Excerpts from point annotation data:
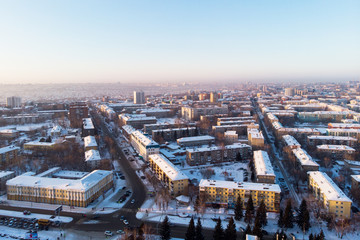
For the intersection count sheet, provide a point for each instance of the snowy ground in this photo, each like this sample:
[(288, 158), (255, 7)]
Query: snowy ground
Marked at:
[(34, 215)]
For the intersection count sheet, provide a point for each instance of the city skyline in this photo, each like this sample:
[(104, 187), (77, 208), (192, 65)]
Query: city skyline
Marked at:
[(79, 42)]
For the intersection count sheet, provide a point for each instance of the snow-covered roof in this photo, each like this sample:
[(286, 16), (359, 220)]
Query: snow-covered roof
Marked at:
[(340, 138), (88, 124), (92, 155), (5, 173), (356, 177), (145, 141), (167, 167), (335, 147), (291, 141), (328, 187), (304, 158), (90, 141), (82, 184), (8, 149), (196, 138), (263, 164), (240, 185)]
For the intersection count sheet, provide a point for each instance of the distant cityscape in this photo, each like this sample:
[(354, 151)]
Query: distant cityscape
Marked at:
[(240, 161)]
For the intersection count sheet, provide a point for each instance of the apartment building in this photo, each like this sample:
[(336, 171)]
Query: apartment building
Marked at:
[(194, 113), (78, 193), (136, 120), (196, 141), (303, 160), (90, 143), (225, 193), (172, 134), (217, 154), (144, 145), (77, 112), (313, 141), (9, 154), (4, 176), (176, 181), (329, 194), (256, 138), (264, 171)]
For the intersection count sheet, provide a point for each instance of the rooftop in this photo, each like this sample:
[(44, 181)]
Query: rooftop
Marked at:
[(328, 187), (240, 185), (167, 167)]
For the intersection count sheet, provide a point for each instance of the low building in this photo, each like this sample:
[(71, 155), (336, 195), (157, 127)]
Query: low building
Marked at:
[(329, 194), (4, 176), (264, 171), (90, 143), (92, 158), (9, 154), (196, 141), (225, 193), (88, 128), (304, 161), (217, 154), (144, 145), (78, 193), (176, 181), (256, 138)]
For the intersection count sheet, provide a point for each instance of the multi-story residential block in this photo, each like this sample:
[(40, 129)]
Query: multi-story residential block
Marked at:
[(13, 102), (90, 143), (78, 193), (303, 160), (4, 176), (196, 141), (139, 97), (144, 145), (194, 113), (313, 141), (9, 154), (88, 128), (217, 154), (136, 120), (77, 112), (176, 181), (264, 171), (172, 134), (329, 194), (225, 193), (256, 138)]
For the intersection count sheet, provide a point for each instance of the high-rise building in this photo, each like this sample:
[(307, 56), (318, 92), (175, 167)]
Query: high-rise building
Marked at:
[(13, 102), (77, 112), (139, 97)]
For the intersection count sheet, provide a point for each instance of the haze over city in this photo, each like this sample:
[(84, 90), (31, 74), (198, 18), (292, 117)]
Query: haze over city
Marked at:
[(178, 41)]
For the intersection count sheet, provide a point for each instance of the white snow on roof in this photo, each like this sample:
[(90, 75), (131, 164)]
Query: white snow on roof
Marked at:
[(335, 147), (87, 123), (196, 138), (304, 158), (240, 185), (90, 141), (8, 149), (328, 187), (167, 167), (92, 155), (5, 173), (83, 184), (263, 164)]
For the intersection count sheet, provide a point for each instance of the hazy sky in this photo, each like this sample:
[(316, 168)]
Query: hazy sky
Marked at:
[(184, 40)]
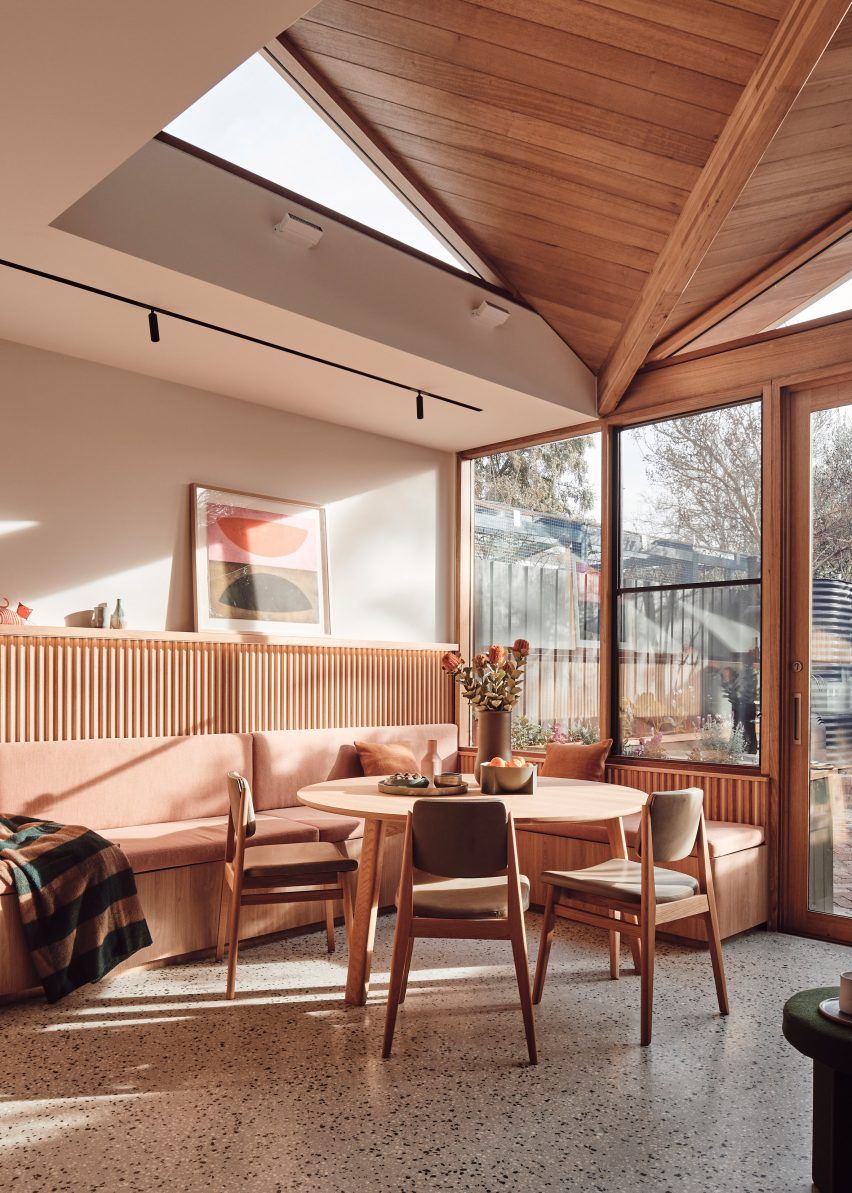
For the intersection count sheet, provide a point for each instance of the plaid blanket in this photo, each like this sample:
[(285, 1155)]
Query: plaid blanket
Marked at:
[(78, 901)]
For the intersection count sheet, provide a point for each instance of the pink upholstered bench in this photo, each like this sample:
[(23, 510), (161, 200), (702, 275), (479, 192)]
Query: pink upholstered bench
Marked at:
[(164, 801)]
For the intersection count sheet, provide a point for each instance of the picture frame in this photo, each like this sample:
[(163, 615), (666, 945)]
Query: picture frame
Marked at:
[(259, 563)]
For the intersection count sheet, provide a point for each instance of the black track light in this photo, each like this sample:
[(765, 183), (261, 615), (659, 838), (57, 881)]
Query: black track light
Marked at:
[(154, 329)]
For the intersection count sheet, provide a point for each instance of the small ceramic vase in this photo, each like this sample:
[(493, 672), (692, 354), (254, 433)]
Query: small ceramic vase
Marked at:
[(431, 764), (118, 620), (493, 736)]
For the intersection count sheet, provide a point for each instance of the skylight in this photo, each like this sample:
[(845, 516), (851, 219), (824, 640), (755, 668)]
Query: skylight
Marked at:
[(833, 303), (254, 119)]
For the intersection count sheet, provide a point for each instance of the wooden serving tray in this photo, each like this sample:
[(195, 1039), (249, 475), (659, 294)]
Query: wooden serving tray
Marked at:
[(389, 789)]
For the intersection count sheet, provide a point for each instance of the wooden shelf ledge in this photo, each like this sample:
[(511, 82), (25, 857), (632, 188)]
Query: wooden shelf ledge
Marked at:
[(258, 640)]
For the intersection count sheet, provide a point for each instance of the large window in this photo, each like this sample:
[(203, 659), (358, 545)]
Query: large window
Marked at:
[(536, 576), (254, 119), (687, 605)]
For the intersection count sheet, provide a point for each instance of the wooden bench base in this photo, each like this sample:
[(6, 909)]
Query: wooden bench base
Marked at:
[(181, 908)]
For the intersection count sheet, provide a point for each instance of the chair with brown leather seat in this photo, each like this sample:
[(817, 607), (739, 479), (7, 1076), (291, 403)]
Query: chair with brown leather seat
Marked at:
[(460, 881), (312, 872), (613, 891)]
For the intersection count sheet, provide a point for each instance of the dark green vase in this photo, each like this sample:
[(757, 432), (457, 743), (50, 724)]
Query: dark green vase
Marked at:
[(493, 737)]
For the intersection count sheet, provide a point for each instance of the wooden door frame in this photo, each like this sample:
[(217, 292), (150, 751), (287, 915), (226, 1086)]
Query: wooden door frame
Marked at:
[(798, 402)]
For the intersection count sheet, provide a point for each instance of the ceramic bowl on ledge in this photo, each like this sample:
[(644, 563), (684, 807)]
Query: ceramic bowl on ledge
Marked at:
[(506, 780)]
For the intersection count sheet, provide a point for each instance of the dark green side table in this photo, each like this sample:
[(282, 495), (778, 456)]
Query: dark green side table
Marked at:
[(829, 1046)]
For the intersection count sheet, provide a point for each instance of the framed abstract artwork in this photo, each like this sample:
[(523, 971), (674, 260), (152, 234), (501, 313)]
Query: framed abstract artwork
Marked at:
[(259, 563)]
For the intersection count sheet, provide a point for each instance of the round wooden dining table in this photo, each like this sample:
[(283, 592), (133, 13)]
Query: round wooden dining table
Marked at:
[(556, 799)]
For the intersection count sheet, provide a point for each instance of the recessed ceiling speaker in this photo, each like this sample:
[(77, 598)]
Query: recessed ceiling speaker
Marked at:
[(298, 230), (491, 315)]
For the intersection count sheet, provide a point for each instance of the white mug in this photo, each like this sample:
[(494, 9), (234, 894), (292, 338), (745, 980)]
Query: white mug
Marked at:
[(846, 993)]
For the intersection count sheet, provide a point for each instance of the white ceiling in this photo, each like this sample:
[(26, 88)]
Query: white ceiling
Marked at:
[(81, 97)]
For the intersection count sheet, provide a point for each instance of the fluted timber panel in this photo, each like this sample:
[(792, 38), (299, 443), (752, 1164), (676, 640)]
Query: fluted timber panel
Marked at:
[(742, 798), (76, 687)]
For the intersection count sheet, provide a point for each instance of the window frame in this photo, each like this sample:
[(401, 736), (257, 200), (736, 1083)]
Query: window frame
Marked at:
[(617, 589), (769, 396), (464, 558)]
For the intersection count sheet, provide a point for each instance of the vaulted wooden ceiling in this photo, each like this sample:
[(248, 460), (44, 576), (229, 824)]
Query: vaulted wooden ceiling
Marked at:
[(581, 146), (802, 184)]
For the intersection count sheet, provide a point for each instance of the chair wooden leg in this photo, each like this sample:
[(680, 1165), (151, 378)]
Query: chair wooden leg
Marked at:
[(397, 968), (346, 881), (615, 951), (547, 939), (715, 945), (222, 920), (329, 925), (408, 966), (647, 970), (618, 848), (234, 937), (522, 969)]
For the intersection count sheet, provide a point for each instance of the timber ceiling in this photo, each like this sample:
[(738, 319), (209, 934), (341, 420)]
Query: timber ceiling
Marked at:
[(803, 183), (562, 138)]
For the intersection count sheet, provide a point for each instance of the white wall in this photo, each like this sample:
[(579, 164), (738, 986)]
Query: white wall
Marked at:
[(94, 467)]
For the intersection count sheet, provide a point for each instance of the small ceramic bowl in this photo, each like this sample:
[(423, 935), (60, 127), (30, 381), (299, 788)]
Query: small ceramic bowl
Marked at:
[(508, 779)]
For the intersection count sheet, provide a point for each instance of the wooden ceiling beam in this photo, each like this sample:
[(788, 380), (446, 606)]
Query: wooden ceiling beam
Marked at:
[(797, 44), (782, 267)]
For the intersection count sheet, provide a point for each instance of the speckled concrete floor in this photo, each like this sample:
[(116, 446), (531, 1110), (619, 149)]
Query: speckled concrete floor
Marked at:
[(153, 1081)]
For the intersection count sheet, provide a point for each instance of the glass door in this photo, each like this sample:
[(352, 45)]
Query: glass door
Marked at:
[(819, 733)]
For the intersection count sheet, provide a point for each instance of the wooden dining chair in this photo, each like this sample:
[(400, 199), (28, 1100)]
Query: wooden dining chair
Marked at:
[(315, 871), (615, 890), (460, 881)]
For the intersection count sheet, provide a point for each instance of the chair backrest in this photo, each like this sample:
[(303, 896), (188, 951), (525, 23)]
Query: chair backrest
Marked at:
[(241, 803), (460, 838), (674, 817)]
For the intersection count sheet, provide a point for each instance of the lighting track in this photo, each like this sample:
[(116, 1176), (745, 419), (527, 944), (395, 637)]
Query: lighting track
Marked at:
[(154, 331)]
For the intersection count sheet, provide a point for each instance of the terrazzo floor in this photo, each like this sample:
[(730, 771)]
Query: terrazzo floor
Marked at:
[(153, 1081)]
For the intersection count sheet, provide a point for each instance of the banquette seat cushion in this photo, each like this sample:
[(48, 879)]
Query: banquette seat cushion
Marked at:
[(723, 838), (162, 799)]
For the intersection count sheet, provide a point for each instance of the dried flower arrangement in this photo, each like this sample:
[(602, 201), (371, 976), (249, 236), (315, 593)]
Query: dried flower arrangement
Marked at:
[(492, 681)]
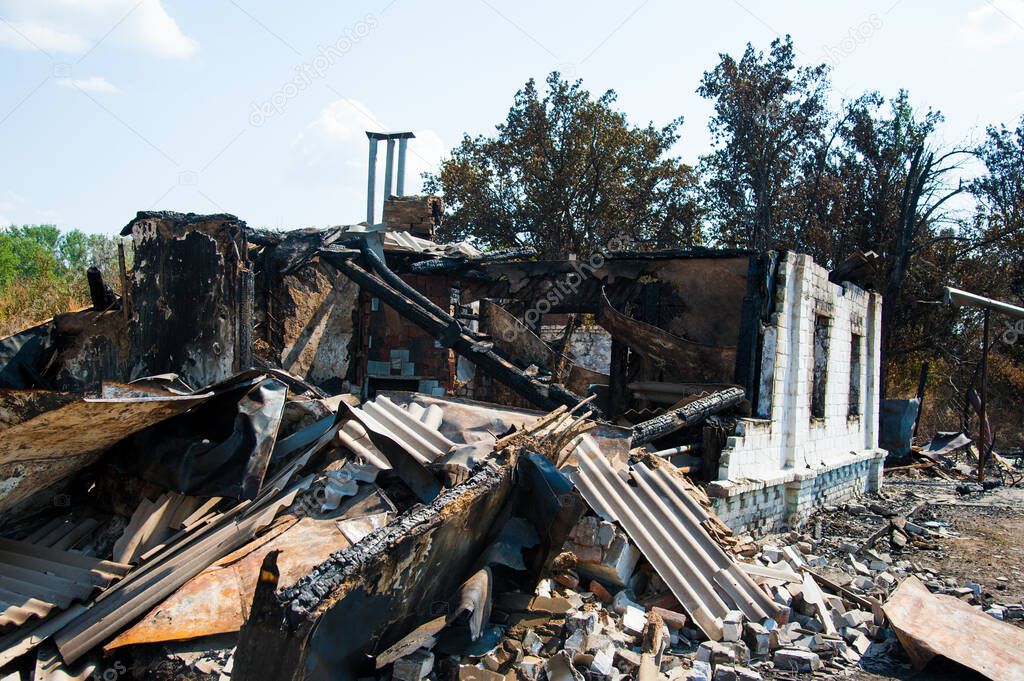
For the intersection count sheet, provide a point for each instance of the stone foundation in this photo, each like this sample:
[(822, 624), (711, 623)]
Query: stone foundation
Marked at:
[(786, 500)]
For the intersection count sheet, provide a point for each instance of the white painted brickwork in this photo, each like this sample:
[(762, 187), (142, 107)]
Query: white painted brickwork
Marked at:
[(784, 462)]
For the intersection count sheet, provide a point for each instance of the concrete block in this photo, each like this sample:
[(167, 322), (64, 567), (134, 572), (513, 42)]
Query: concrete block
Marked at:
[(796, 660)]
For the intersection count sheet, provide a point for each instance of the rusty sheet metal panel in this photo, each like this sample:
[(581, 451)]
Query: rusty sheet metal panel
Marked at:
[(188, 296), (929, 625), (666, 525), (52, 445), (683, 358), (24, 356)]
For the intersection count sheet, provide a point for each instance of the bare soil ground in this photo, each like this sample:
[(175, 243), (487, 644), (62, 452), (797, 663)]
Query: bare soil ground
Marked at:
[(985, 545)]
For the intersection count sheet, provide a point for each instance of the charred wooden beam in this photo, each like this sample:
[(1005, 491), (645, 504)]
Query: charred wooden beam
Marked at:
[(665, 349), (451, 264), (101, 296), (688, 415), (331, 623), (452, 334)]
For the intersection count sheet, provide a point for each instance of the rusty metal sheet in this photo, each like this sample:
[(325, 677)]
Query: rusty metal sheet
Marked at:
[(682, 356), (53, 444), (929, 625)]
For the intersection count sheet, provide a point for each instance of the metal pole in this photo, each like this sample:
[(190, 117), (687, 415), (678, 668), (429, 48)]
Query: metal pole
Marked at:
[(371, 181), (983, 426), (402, 143), (388, 168)]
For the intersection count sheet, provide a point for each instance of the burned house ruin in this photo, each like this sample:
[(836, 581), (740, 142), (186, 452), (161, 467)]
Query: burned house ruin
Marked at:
[(352, 434)]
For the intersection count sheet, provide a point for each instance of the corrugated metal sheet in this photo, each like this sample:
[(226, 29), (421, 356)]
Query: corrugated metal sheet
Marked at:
[(666, 524), (415, 428), (37, 580)]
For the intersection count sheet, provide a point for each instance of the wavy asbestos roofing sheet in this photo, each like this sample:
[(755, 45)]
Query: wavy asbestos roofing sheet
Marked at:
[(415, 428), (666, 524)]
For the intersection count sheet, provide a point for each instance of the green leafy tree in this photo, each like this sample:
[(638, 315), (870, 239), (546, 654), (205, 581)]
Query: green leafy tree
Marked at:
[(42, 271), (567, 173), (770, 117)]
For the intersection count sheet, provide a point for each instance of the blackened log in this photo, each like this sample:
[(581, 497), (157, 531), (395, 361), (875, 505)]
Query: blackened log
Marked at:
[(100, 294), (378, 265), (444, 327), (688, 415)]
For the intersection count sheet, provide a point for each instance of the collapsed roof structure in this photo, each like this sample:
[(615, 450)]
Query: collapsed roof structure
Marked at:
[(330, 445)]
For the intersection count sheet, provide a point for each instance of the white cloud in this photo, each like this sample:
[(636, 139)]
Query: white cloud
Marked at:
[(333, 147), (92, 84), (76, 26), (993, 24)]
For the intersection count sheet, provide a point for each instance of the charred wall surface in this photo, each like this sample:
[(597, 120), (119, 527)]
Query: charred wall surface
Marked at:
[(190, 293)]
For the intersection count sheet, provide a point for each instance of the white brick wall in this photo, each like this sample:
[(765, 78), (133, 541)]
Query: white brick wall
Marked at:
[(785, 447)]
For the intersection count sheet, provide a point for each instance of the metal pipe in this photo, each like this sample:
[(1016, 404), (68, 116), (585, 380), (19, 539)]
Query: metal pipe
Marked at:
[(400, 188), (983, 425), (371, 179), (388, 168), (963, 298)]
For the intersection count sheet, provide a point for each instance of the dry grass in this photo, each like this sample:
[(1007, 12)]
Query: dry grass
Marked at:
[(26, 303)]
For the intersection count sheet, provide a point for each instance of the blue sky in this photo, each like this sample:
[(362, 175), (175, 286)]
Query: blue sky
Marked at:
[(257, 108)]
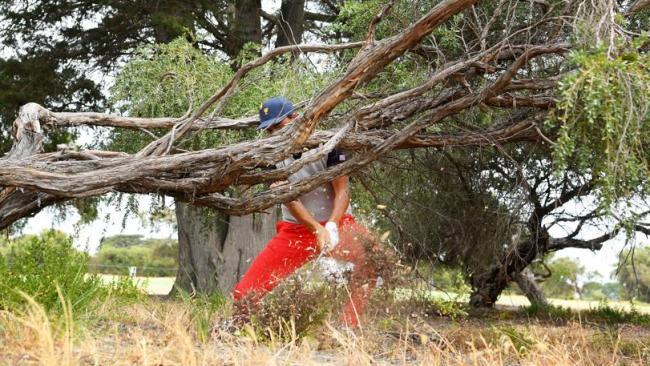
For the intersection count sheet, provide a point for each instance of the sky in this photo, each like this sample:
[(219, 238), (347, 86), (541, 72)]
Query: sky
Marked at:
[(112, 222)]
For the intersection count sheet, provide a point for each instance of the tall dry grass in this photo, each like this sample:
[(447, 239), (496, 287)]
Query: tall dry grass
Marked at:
[(158, 332)]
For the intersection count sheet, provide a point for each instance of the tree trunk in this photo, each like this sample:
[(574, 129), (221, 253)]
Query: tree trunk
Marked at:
[(290, 23), (216, 249), (526, 282), (488, 286)]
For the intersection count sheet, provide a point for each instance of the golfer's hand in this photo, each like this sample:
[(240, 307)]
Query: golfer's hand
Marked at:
[(322, 237), (278, 183)]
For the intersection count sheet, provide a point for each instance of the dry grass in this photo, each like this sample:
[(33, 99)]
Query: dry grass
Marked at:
[(159, 332)]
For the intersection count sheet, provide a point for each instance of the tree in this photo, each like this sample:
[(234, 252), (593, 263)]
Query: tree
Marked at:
[(564, 279), (633, 273), (220, 26), (514, 81)]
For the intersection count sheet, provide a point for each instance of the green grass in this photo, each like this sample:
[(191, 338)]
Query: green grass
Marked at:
[(162, 286), (152, 285)]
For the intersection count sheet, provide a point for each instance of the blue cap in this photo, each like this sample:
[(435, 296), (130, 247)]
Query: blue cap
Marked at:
[(273, 111)]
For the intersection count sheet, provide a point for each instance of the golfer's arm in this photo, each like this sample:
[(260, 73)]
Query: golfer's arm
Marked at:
[(341, 198), (298, 210)]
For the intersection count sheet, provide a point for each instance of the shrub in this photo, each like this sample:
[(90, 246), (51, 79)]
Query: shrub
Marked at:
[(35, 265)]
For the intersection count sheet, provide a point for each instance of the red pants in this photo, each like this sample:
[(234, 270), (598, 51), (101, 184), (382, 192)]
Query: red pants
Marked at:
[(292, 247)]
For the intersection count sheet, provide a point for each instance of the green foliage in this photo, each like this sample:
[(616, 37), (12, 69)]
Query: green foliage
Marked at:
[(603, 115), (563, 282), (427, 302), (603, 313), (170, 79), (521, 341), (202, 309), (634, 273), (153, 257), (35, 265)]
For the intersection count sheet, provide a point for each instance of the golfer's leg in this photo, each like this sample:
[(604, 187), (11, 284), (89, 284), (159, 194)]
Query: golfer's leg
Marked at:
[(355, 241), (287, 251)]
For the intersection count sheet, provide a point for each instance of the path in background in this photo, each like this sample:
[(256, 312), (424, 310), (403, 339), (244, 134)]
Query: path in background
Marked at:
[(162, 286)]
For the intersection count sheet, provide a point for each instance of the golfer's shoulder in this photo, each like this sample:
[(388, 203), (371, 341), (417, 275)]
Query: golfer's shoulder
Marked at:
[(336, 156)]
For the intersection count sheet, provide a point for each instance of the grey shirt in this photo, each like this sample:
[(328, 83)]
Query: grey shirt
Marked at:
[(320, 201)]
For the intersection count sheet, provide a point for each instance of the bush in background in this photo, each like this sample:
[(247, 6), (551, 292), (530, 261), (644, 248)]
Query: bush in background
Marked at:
[(35, 265)]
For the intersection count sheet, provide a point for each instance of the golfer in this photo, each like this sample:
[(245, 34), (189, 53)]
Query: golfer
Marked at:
[(318, 221)]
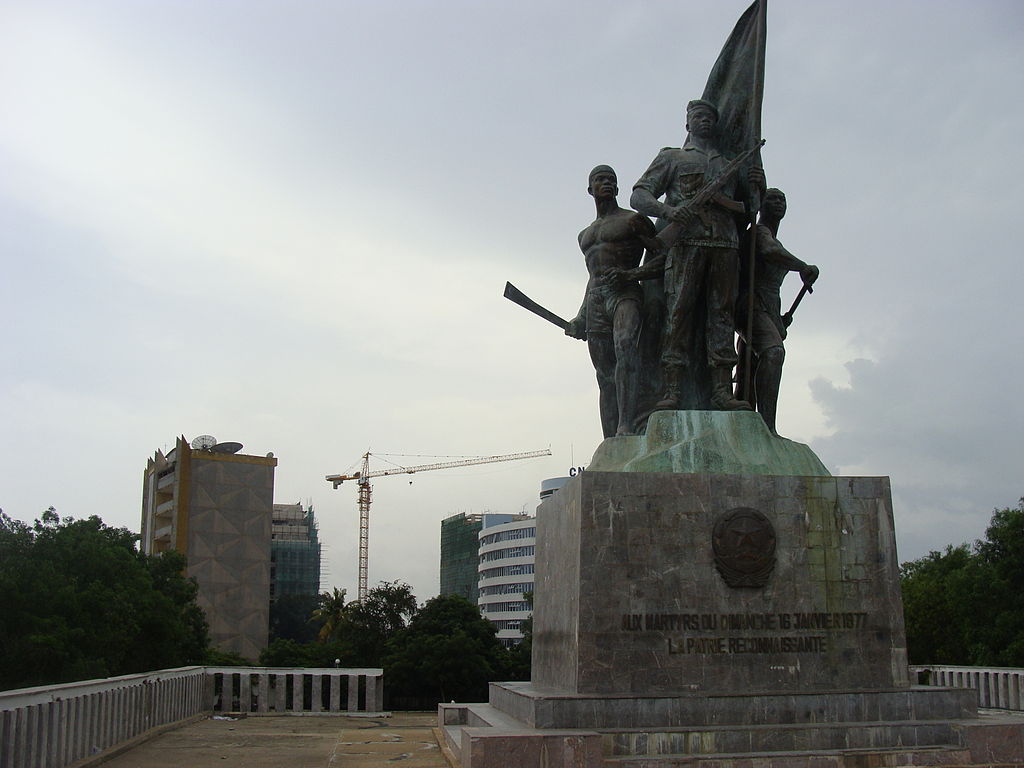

GIVEN INSTRUCTION | Rewrite the rows from the start through the line containing "[(328, 187), (240, 185), (167, 167)]", inclusive, changing "Marked at" to "Placed at" and leaving everything else as it is. Leave the pictures out of your answer.

WRITTEN RESPONSE |
For the intersection count sheet, provide a point for each instance of the snowy ground in this photo, each like this sample:
[(288, 158), (255, 7)]
Query: snowy ground
Placed at:
[(34, 215)]
For the intersection count sheet, provide a point for each instance of the city skyline in this photo, each like this sample:
[(104, 187), (77, 208), (192, 65)]
Query: city skyline
Placed at:
[(79, 42)]
For the intersection count sheet, provide a point for each instance of the snow-covered roof in this photo, each like this sample:
[(286, 16), (359, 220)]
Query: snow-covered roof
Placed at:
[(340, 138), (88, 124), (92, 155), (5, 173), (356, 177), (145, 141), (167, 167), (335, 147), (291, 141), (328, 187), (304, 158), (90, 141), (82, 184), (8, 149), (196, 138), (263, 164), (240, 185)]
For the intersection count sheet, provide a point for each instance of the distant cityscape in this photo, each like this sample:
[(354, 151)]
Query: distant cityscape
Placed at:
[(240, 161)]
For the intersection count sheet, provide a point for each instance of the apartment building in this photo, each like this sample:
[(336, 171)]
Query: apartment building
Placed at:
[(194, 113), (78, 193), (136, 120), (196, 141), (303, 160), (90, 143), (225, 193), (172, 134), (217, 154), (144, 145), (77, 112), (313, 141), (9, 154), (4, 176), (176, 181), (329, 194), (256, 138), (264, 171)]
For the intersection count sheet, provide a point for each instance of the rooftop in this photo, each like this sample:
[(44, 181)]
Query: rooftop
Placed at:
[(328, 187), (240, 185), (167, 167)]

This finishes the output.